Work instructions »
Pull out each line of the rows below that contains the string "yurt", matching case exactly, and list those lines in their original form.
-- start Recorded information --
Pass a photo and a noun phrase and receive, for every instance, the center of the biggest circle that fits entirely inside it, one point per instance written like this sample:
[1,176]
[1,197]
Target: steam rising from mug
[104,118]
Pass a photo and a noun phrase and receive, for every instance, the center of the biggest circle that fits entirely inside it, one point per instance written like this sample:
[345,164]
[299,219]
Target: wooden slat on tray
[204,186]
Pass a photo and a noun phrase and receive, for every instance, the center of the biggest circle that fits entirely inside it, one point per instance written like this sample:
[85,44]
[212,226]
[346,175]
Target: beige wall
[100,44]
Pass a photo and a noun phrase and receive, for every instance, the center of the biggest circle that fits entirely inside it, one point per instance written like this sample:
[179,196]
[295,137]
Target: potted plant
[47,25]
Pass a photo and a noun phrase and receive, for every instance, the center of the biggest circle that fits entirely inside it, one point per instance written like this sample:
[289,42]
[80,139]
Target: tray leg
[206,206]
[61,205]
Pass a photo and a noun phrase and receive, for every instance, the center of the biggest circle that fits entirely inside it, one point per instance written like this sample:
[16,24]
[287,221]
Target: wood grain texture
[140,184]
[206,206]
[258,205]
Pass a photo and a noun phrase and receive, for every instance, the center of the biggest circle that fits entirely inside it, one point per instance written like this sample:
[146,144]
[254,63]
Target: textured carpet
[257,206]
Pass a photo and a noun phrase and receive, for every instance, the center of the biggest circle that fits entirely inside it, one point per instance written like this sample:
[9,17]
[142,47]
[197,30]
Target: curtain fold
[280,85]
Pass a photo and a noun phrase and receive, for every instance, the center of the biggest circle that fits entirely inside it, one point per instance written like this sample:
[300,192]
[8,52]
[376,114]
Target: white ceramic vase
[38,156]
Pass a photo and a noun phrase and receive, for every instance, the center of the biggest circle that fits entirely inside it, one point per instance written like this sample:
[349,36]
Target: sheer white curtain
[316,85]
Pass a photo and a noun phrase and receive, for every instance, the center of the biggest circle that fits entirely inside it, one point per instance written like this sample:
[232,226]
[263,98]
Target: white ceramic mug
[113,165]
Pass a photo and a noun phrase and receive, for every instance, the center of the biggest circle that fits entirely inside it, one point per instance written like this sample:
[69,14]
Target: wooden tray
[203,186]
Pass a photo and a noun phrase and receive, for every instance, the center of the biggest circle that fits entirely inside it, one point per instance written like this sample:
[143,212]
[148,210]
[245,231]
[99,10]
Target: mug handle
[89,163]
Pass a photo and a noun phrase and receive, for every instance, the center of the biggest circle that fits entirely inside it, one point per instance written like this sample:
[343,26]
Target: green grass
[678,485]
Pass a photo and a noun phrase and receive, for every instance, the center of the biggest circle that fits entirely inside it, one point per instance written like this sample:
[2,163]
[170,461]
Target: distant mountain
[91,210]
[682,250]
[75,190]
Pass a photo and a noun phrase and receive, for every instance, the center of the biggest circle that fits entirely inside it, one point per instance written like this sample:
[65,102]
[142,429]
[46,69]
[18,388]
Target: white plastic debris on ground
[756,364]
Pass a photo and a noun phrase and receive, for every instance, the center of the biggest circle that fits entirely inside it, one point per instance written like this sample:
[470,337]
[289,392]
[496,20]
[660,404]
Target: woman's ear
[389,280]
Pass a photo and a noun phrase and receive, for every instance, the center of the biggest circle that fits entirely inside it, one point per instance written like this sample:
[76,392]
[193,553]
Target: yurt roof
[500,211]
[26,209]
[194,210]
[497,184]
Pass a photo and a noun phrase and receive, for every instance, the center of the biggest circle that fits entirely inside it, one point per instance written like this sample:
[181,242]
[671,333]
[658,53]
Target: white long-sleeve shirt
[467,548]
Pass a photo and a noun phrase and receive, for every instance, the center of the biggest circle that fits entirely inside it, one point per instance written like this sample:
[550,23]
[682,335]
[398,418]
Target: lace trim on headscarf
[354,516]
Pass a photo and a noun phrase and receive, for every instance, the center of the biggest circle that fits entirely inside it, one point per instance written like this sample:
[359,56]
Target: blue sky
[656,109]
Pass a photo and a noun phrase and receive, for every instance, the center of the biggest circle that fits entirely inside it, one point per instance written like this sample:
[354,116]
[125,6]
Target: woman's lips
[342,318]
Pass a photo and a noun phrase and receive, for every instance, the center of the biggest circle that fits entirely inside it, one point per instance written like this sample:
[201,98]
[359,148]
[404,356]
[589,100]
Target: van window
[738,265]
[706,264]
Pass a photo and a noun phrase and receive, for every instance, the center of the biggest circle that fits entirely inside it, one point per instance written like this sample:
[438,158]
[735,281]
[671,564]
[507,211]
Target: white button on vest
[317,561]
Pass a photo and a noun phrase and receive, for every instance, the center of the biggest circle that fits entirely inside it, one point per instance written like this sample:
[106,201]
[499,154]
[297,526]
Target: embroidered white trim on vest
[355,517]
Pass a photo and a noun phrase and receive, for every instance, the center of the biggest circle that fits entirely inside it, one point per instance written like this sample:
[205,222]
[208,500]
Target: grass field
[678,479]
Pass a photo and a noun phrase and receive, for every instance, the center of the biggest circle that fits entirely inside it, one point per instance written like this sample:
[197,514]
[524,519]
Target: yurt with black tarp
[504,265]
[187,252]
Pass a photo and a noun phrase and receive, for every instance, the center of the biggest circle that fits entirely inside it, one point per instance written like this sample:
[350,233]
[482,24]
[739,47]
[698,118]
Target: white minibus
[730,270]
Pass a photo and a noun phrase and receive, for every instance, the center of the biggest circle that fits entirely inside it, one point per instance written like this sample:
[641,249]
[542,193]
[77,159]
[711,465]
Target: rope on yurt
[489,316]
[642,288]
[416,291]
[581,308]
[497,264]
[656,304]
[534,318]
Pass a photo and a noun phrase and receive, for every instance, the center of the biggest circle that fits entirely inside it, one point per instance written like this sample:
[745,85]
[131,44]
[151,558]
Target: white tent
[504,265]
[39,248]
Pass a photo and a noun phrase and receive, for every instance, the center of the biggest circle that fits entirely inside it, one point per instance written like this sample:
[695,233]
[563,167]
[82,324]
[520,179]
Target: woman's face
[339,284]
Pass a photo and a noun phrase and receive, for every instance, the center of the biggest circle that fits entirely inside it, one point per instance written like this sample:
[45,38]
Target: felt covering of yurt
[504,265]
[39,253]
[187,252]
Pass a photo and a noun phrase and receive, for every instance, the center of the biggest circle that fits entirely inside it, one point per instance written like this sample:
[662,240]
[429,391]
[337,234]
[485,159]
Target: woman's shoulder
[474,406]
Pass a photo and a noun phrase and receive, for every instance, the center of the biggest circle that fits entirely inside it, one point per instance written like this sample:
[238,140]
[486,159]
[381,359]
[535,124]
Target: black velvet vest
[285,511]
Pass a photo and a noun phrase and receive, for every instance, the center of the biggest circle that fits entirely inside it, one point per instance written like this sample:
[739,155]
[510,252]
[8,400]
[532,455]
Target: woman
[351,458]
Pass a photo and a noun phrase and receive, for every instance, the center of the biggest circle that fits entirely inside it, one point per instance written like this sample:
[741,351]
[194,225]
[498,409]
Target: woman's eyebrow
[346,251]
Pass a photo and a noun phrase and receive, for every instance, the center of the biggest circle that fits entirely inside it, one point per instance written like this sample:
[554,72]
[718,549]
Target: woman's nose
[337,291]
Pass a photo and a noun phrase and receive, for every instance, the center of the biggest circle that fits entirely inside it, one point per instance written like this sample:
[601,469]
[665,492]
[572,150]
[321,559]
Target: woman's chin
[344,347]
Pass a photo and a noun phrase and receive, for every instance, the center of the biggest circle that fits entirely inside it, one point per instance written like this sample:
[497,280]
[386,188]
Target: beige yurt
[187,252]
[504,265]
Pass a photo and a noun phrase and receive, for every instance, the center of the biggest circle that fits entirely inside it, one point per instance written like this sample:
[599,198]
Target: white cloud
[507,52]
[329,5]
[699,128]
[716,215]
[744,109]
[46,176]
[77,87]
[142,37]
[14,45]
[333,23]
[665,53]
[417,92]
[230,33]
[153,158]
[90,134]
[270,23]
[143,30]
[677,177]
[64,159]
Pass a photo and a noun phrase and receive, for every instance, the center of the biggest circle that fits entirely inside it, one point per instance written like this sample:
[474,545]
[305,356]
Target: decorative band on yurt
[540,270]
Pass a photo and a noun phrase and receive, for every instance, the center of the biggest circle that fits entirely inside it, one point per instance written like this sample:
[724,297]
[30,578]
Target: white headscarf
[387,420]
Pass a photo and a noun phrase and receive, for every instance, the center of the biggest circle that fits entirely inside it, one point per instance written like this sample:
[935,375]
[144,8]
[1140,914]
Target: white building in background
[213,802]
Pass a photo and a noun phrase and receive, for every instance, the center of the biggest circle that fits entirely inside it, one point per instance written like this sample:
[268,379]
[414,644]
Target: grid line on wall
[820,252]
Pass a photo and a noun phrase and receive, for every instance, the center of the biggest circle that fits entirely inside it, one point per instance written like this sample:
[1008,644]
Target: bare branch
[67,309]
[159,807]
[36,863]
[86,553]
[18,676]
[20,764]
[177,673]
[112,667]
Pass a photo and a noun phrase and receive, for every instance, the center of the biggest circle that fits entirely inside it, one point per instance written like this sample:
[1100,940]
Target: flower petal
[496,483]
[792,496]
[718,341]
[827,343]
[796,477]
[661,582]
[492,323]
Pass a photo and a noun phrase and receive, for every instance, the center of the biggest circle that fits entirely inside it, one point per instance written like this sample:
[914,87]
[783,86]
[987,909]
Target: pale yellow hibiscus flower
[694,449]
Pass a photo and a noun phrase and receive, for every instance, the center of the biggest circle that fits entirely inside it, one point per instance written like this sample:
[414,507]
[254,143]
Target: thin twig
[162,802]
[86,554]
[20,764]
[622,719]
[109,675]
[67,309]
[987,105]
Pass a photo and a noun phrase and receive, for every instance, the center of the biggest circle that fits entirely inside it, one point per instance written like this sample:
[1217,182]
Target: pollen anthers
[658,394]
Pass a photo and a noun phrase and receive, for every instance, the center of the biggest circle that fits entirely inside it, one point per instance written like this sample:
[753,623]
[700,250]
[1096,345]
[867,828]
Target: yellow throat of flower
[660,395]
-- end Recorded information --
Exercise output »
Target: yurt roof
Target: yurt with black tarp
Target: rope on yurt
Target: felt covering of yurt
Target: beige yurt
Target: decorative band on yurt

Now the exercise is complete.